Goal A: In the records, add 136 to every point coordinate in the answers, then write out again only the lines from the one containing "Could you please identify the orange" through the end of the records, inclusive, with the requests kept as they are.

Given text:
◇ ◇ ◇ ◇
They had created a “message film” that relied on field research, a film based on living, otherwise unromantic people, a film determined to show the underbelly of the rising cost of organized crime in America and its effect on the working man. The finished product sounded different, it looked different and it was not Hollywood.
Waterfront set the new standard for the genre of co-operative New York style filmmaking. Kazan used method actors and redefined the masculine role in film presenting a hero drenched in self-doubt. The film innovation and daring would influence an entire generation of filmmakers and actors.
 Waterfronts stars, particularly Malden, Cobb and Brando, who came out of Kazan's Method acting school, turned the world of film on its ear and acting on the big screen would never be the same again. The movies realism, told through the script, the cinematography and the acting, leaped out at the viewers. The dreariness of the distant New York docks, the haggard faces of the laborers created bleakness
that gave the film a sense of alienation and realism rarely captured on the screen.
 On the Waterfront opened in October of 1954 at the Astor Theater to sensational reviews and grossed over $9.5 million in its initial release. By later blockbuster standards, it seems like a paltry figure. By way of comparison, in that year, a loaf of bread cost 15 cents, a gallon of gas 21 cents and a new, three-bedroom home in the suburbs sold just under $22,000
 On the second day of its low-key premier, three hundred people lined up for the first showing at 9:00 AM. The line made the afternoon papers. The film was barely mentioned.  Kazan left his Manhattan hotel room and walked down to the Astor to see crowds lined up to see his film. He noticed that most of the ticket holders in line were the types not normally attracted to his films, working people and "tough guys"
 Even Spiegel stopped complaining when the film started to catch on with the youth market.  Kazan and Schulberg were astounded by the public’s reaction to the film. They went over it time and again and were never able to conclude exactly what was about the film that made it so magnificent. The only person involved with the film who was not surprised at its instant success was the increasingly despondent Father Corridan who said that the film’s success was what God wanted.
◇ ◇ ◇ ◇
Raw records:
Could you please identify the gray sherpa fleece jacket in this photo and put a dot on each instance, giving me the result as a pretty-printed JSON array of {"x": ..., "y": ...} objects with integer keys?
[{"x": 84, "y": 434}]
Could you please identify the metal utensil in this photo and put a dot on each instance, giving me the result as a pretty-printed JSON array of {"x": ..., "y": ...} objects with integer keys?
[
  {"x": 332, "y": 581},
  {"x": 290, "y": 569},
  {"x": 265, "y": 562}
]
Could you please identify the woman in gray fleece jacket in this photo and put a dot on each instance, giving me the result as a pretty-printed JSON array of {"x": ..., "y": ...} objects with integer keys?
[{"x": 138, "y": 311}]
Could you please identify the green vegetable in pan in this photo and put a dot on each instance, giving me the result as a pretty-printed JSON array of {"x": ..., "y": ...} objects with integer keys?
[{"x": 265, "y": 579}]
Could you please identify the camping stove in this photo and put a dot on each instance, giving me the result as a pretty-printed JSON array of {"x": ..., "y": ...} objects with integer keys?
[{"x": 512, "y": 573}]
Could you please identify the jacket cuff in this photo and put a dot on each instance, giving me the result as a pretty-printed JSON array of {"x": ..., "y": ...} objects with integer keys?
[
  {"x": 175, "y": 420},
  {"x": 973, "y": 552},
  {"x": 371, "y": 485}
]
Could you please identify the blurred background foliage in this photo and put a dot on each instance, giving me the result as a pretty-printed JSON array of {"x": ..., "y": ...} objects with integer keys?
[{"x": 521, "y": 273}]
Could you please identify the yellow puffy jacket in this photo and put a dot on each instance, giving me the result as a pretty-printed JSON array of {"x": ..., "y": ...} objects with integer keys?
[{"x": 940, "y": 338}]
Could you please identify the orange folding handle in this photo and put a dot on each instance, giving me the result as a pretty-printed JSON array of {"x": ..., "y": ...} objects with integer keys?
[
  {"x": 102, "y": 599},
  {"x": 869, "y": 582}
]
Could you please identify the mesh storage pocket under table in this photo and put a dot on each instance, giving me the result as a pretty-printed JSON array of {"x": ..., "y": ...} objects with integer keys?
◇ ◇ ◇ ◇
Goal B: Carry on the text about On the Waterfront from its last sentence.

Exercise output A:
Could you please identify the orange folding handle in this photo and put a dot on each instance, giving me the result as a pretty-printed JSON array of {"x": ..., "y": ...} objects with integer keys?
[
  {"x": 238, "y": 735},
  {"x": 1005, "y": 718}
]
Could you please identify the mesh storage pocket under table in this photo and put a dot on each instance, giving me the result as a pretty-printed JSON array of {"x": ..., "y": ...} objects with integer keys?

Exercise output B:
 When Waterfront started to rain cash, the lawsuits followed. The first from Anthony (Tony Mike) de Vincenzo, whom Kazan and Brando had based the model of the character of Terry Malloy on. De Vincenzo sued Columbia Pictures and Sam Spiegel for $ 1,000,000 for invading his right to privacy. He won a small settlement. Frank Sinatra sued next, for $500,000, followed by the Siodmak suit and the precursory suits from several dock workers’ unions under the ILA because they felt that the film depicted the honor of its locals.
When the Oscars nominations were announced, On the Waterfront was named for eight awards in total.  The nominations included Best Picture, Best Actor (Brando), (Best Actress went to Grace Kelly in "The Country Girl") Best Supporting Actress (Saint), (Best Supporting Actor went to Edmond O'Brien in "The Barefoot Contessa") Best Director (Kazan), Best Story & Screenplay (Schulberg), Best Editing, Best Cinematography  (Kaufman actually won for Best Black and White Cinematography, color went to Milton Krasner for "Three Coins In The Fountain") and Best Art Direction-Black & White.  (Richard Day) Nominated but not winning were Malden, Cobb and Steiger-each for Best Supporting Actor  and Leonard Bernstein for Best Music. 
    Only Gone with the Wind and From here to Eternity, at that point, had matched Waterfront in the number of nominations.
 At the 1955 Golden Globes Award, the film took Best Motion Picture, Drama, Best Director, Best Motion Picture Actor, Drama (Brando)
Best Cinematography, Black and White (Boris Kaufman)
At the 1954 New York Film Critics Circle, the picture took Best Film
Best Director, Best Actor (Brando) and at the 1954 National Board of Review, it took Best Picture, for the 1955 Directors Guild of America the film won Outstanding Directorial Achievement in Motion Pictures
And Best Assistant Director (Charles H. Maguire)
 The 1955 Writers Guild of America awarded the film with Best Written America Drama, Screen (Budd Schulberg)
 At the 1954 Venice Film Festival, it took the Italian Film Critics Award (Kazan) and the Silver Lion (Kazan) and was nominated for the Golden Lion (Elia Kazan)
At the 1955 British Film and TV awards, the film took Best Foreign Actor (Brando) and nomination for Best Film from Any Source and
Most Promising Newcomer (Eva Marie Saint)
Bernstein’s score was nominated but his competition was fierce.
 "The Oscars" Schulberg wrote "and the unexpected box-office success were sweet revenge on the studio's that had turned us down"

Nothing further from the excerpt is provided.